(Referring expression pointing data)

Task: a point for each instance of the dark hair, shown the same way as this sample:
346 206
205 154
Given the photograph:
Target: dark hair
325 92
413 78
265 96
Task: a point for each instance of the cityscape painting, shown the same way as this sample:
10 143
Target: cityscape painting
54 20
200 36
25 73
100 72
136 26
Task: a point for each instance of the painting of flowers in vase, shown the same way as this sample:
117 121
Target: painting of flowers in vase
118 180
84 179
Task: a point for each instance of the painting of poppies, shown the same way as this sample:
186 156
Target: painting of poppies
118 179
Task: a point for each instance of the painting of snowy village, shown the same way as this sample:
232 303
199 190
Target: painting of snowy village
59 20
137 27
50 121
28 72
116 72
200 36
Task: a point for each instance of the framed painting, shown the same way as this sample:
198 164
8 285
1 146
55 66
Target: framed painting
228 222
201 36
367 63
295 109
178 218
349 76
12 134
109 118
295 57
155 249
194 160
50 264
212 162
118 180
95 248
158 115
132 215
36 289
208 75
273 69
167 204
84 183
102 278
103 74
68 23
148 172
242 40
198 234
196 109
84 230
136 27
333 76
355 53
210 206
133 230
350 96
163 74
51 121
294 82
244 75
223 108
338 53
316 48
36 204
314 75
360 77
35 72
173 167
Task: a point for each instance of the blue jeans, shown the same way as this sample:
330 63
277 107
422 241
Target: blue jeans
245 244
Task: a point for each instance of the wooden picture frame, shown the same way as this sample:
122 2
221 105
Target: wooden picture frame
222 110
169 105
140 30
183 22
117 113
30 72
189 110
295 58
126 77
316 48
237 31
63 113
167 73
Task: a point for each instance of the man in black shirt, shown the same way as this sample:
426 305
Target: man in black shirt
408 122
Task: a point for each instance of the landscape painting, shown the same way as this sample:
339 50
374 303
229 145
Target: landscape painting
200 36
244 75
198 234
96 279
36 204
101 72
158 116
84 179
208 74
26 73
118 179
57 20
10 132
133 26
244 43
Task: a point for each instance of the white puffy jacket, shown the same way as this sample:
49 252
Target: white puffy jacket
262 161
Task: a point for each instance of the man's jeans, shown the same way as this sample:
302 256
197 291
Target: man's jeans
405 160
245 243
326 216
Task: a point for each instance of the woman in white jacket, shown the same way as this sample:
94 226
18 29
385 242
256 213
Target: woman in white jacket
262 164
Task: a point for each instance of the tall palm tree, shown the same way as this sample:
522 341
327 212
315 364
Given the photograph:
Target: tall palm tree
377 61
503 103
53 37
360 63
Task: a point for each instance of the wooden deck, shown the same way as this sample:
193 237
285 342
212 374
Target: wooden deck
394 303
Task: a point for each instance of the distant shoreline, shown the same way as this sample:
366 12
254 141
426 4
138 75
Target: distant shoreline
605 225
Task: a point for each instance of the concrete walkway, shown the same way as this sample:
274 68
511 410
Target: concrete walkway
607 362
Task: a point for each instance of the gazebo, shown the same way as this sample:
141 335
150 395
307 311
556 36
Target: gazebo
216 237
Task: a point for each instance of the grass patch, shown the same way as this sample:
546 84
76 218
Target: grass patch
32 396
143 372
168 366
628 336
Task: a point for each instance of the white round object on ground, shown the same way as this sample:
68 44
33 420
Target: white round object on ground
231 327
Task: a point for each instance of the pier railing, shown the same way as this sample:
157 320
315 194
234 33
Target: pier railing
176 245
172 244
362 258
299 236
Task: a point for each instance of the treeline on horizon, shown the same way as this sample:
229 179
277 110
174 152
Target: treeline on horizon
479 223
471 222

### [WORK REQUEST]
Transcribe, exactly and completely, all of the entries.

### [ANSWER BOX]
Task: a point for each instance of the dark hair, shown the same way as this sample:
346 206
205 154
Given the photograph:
Target: dark hair
325 92
413 78
265 96
Task: a point for each instance of the cityscape painting, shown the same way as this sample:
10 143
Target: cityscape painting
54 20
200 36
25 73
100 72
136 26
Task: a point for each instance of the painting of flowers in vase, shown the same way as this sample:
117 121
Target: painting of flowers in vase
118 180
84 179
Task: a point for each instance of the painting of poppies, shown the same way as this sample:
186 156
Target: painting of poppies
118 179
Task: a point for each instance of the painting of snowy village, shown the same way as this sample:
232 303
199 190
Target: painting of snowy village
59 20
137 27
50 121
28 72
116 72
200 36
Task: a point for each instance of the framed painting, shown the same way as this sample:
198 164
8 285
1 146
55 66
Target: framed painting
228 222
201 36
367 63
295 109
178 218
349 76
12 134
109 118
295 57
155 249
194 160
50 264
212 162
118 180
95 248
158 115
132 215
36 289
208 75
273 69
167 204
84 183
102 278
103 74
68 23
148 172
242 40
198 234
196 109
84 230
136 27
333 76
355 53
210 206
133 230
350 96
163 74
51 121
294 82
244 75
223 108
338 53
316 48
36 204
314 75
360 77
35 72
173 167
Task: a point for each instance of the blue jeans, shown the same way as this sample:
330 63
277 107
422 241
Target: blue jeans
245 244
Task: a point for each instance of the wooden picture frame, shown the same way as this sample:
122 2
221 105
Target: wooden picture frame
222 110
169 105
140 30
183 22
117 113
30 72
189 110
295 58
126 77
316 48
237 31
63 113
167 73
Task: a point for each instance of the man in black shirt, shown the same way as this sample:
426 305
Target: man in black shirt
408 122
Task: a point for each instance of the landscape painting, shown the same way as this sample:
339 50
374 303
229 145
Target: landscape painting
200 36
244 75
198 234
96 279
36 204
101 72
158 116
84 179
208 74
26 73
118 179
57 20
10 132
133 26
244 43
Task: a point for each instance of the white puffy jacket, shown the same way as this sample:
49 252
Target: white puffy jacket
262 161
Task: a point for each instance of the man's jeans, shown the same way as this sample:
302 256
197 291
Target: man's jeans
405 160
245 243
326 216
Task: a point for each instance of the woman in white jacket, shown the same way as this sample:
94 226
18 29
385 242
256 213
Target: woman in white jacket
262 164
Task: a point for each instance of the tall palm tree, shown the same way as this sample:
522 341
327 212
315 364
Given the photograph:
Target: tall palm tree
377 61
503 103
53 37
360 63
Task: a point for each instance of the wooden deck, shown the same way as this sample:
193 237
285 342
212 374
Target: wooden deck
394 303
Task: a point for each instance of the distant shoreline, shown the same way as this sample:
366 12
254 141
426 4
138 75
Target: distant shoreline
605 225
Task: a point for each instance of the concrete walkway, shown the same way as this sample:
274 68
511 410
Target: concrete walkway
607 362
Task: a point for each instance of the gazebo, shown the same way as this sample:
141 335
150 395
307 311
556 36
Target: gazebo
216 237
Task: a point for each instance of the grass patch, shown the same way as this sample:
546 84
76 218
Target: grass patch
32 396
143 372
168 366
628 336
Task: a point for each instance of the white round object on ground, shown the same way as this sample:
68 44
33 420
Target: white round object on ground
231 327
Task: a point for each instance of the pier railing, shown the same way as this sample:
157 320
315 194
234 33
Target: pier railing
176 245
172 244
362 258
299 236
Task: a point for each instance of the treeline on horizon, shown the same way as this sample:
229 179
277 110
174 152
Target: treeline on horizon
479 223
471 222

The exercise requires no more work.